Records contained in a dataset>
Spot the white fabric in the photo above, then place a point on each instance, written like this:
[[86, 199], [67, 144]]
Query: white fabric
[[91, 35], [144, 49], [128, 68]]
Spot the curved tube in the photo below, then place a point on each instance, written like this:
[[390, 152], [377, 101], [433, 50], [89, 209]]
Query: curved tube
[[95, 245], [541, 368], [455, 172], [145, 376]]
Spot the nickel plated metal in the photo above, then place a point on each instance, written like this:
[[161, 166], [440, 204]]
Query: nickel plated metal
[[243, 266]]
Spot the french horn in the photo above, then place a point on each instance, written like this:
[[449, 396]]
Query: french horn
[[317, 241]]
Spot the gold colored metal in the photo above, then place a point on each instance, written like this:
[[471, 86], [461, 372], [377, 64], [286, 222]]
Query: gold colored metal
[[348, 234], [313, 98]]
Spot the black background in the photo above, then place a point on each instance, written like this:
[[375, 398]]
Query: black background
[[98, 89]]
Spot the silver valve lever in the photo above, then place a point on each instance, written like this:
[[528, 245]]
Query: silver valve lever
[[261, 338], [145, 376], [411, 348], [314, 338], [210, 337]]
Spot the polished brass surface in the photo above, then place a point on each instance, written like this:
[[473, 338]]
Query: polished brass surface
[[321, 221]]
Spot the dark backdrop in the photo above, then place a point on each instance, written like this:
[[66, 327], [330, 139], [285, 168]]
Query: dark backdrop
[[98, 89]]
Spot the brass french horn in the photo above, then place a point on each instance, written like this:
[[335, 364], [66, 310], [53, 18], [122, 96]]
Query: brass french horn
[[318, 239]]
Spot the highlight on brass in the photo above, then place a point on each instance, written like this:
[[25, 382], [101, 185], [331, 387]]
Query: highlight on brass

Task to carry out>
Take the line with "Spot the polished" and all lines after it to the last line, and reproduce them exactly.

The result>
Spot the polished brass surface in the photo above, then place a point on each instance, written like this:
[[473, 338]]
Query: polished brass surface
[[321, 221]]
Spot the dark backdrop in the photo above, then place a point on each instance, written like this:
[[66, 327], [330, 139], [285, 168]]
Query: dark backdrop
[[98, 89]]
Spot the brass french horn in the photo above, then place a point on each instance, written like this:
[[335, 364], [66, 310], [53, 18], [122, 96]]
Query: brass french horn
[[318, 239]]
Spot the highlight on brass in the photo above, then place a point on each instance, written like this:
[[25, 382], [101, 185], [331, 387]]
Query: highlight on brass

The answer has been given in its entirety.